Start of Text extract

Astoria City Hall is the current city hall for the town of Astoria, Oregon, United States. Built in 1923 to house a bank, the building became the city hall in 1939, and it has remained Astoria's seat of government for more than 75 years.


The three-story building was constructed in 1923, as the Astoria Savings Bank,[1][4] to replace that bank's previous building on the same site, destroyed by fire.[5] The bank went out of business in 1929, as a result of the stock-market crash of that year.[1] Clatsop County acquired the building in 1936,[6] and in 1938 the city of Astoria used a Public Works Administration grant to fund the conversion of the building into a new city hall,[4][7] to replace the Old Astoria City Hall, built in 1904–05. The city offices, as well as those of the Astoria School District, moved into the new city hall at the end of March 1939.[8][9] The move put Astoria's city hall in downtown, an improvement in public access over the "isolated" previous location at the edge of downtown.[10]

A major modification made in the 1970s[11] was the addition of a second floor, through extension of a mezzanine level.[1] That addition was a new "middle floor",[11] between the original two floors. The city council chambers are located on that second floor, and what then became the third floor is occupied by most of the city staff's offices.[11]

In 1998, the building was designated a contributing property in the Astoria Downtown Historic District,[12] which was listed on the National Register of Historic Places on June 22 of that year.

End of Text extract
Start of Record extracts

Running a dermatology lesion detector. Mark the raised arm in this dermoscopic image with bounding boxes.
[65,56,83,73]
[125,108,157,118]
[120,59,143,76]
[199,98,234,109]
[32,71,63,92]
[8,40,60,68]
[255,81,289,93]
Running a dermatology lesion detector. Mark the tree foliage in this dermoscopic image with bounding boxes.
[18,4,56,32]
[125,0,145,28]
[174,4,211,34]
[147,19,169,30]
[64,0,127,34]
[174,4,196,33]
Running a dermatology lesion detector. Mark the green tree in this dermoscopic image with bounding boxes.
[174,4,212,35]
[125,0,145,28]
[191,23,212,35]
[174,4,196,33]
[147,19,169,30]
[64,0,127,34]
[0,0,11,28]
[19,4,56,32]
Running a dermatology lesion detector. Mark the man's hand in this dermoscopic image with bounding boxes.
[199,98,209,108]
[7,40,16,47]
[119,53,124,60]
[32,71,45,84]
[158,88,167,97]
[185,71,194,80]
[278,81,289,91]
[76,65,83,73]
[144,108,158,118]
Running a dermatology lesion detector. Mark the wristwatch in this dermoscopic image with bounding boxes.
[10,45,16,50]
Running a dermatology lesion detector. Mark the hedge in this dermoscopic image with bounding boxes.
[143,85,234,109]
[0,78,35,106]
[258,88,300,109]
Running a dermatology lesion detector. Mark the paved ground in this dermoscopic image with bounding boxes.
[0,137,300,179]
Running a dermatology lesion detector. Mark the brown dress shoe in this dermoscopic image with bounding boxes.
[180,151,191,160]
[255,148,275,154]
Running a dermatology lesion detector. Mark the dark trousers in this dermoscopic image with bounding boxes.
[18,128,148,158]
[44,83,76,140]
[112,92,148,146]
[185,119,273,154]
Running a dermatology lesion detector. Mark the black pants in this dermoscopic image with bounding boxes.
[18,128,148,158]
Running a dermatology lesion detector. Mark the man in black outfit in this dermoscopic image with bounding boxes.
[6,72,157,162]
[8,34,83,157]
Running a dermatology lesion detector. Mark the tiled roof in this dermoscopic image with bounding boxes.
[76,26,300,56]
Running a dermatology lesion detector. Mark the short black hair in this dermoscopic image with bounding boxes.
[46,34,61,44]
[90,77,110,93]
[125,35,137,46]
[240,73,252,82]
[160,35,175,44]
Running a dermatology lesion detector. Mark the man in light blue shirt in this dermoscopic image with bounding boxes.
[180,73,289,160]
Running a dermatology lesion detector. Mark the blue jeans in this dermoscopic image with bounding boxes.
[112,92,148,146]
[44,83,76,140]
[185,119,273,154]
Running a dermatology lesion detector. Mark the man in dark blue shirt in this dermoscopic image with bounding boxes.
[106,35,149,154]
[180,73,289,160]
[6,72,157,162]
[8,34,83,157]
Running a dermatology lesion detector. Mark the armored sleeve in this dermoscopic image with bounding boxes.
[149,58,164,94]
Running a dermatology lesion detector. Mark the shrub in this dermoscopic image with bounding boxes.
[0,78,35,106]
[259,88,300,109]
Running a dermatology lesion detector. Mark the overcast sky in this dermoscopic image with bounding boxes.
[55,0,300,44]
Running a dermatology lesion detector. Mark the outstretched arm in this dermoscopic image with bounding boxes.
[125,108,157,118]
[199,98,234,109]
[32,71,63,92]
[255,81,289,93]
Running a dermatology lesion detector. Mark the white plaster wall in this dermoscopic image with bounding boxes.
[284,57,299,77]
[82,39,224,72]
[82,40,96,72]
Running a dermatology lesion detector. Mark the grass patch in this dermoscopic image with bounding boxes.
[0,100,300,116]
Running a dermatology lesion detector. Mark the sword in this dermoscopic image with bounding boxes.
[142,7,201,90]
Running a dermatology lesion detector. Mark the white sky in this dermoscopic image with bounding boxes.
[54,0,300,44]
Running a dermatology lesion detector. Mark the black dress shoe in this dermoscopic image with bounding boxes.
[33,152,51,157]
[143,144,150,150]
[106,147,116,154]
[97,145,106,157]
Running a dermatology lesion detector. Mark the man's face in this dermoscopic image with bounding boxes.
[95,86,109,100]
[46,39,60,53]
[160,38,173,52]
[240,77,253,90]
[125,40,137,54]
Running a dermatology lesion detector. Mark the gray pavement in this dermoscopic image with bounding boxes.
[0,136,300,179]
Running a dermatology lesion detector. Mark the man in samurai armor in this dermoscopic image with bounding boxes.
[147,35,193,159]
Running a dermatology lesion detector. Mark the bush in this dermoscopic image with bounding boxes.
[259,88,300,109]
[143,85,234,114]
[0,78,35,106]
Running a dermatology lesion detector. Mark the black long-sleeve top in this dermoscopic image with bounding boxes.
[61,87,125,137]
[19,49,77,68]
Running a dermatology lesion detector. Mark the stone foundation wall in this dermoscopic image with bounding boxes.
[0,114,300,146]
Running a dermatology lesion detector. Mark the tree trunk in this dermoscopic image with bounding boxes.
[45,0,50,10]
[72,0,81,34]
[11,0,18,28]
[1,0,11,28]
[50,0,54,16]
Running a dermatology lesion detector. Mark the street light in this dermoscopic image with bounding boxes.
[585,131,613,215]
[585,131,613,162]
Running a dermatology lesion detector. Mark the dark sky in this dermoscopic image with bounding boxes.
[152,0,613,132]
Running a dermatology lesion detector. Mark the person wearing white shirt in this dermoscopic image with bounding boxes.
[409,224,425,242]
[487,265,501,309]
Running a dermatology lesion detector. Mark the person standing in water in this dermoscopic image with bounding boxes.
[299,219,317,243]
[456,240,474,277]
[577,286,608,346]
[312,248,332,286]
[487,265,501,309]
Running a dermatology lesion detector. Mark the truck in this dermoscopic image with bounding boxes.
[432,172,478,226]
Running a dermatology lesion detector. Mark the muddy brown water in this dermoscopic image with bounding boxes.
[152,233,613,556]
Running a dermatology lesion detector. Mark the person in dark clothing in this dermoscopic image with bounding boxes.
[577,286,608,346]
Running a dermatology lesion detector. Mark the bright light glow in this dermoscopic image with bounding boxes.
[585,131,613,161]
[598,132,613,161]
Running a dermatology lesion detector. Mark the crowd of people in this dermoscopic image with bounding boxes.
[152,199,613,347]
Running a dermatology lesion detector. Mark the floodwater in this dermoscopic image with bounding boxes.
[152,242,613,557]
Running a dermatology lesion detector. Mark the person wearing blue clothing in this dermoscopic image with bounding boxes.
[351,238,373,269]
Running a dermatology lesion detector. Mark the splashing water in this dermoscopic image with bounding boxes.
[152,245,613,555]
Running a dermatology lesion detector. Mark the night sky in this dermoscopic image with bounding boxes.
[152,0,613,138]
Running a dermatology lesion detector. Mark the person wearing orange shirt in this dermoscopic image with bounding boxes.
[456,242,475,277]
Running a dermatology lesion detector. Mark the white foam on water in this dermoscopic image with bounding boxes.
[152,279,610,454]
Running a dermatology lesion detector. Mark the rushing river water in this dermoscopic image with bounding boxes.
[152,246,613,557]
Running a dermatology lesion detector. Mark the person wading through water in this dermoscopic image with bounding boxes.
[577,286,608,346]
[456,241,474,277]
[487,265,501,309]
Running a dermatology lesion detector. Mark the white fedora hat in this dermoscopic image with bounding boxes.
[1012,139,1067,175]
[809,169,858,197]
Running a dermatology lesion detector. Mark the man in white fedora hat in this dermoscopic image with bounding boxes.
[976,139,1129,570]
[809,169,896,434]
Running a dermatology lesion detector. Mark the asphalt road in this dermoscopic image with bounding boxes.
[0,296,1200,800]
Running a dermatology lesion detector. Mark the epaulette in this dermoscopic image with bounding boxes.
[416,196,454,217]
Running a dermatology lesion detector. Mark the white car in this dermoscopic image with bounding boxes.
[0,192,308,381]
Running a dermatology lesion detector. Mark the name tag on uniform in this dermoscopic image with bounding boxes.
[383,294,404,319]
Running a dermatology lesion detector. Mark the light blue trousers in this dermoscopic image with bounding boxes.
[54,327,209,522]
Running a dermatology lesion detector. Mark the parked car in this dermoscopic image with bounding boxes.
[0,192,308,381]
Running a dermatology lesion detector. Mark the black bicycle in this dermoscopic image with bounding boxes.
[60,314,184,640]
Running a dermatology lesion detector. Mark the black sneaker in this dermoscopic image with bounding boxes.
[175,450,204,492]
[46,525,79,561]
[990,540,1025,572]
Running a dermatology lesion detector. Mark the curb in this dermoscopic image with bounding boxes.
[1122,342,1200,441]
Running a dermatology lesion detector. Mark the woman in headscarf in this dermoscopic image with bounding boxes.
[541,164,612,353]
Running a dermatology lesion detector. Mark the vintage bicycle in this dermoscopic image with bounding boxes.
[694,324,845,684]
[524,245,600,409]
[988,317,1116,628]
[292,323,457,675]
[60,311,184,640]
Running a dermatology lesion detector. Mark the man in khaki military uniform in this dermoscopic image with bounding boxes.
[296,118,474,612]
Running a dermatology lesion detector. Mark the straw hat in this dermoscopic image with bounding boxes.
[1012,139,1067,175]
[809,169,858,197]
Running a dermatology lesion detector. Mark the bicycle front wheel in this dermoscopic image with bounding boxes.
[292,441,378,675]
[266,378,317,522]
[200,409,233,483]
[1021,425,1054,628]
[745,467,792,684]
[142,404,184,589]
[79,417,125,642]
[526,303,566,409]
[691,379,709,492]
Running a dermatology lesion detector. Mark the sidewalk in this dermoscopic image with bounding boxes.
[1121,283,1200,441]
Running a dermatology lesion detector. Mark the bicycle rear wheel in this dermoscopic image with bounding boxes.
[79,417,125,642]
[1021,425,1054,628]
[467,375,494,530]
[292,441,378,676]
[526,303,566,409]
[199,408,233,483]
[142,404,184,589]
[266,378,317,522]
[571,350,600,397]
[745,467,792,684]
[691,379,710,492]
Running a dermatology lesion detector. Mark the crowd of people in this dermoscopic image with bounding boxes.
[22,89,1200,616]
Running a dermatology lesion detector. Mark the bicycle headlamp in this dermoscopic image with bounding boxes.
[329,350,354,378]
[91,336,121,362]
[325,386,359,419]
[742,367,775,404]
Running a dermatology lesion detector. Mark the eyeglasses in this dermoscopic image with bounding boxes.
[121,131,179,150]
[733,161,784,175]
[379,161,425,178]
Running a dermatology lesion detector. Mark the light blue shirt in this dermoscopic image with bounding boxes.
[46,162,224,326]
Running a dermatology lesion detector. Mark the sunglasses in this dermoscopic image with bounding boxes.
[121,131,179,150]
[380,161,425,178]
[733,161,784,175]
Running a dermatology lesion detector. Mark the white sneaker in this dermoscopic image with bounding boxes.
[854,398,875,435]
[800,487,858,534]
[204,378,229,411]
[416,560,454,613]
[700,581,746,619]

End of Record extracts

◆ Task statement:
According to the Astoria City Hall text, when did the city offices move into the new city hall? Please answer in one sentence.

◆ The answer:
The city offices moved into the new city hall at the end of March 1939.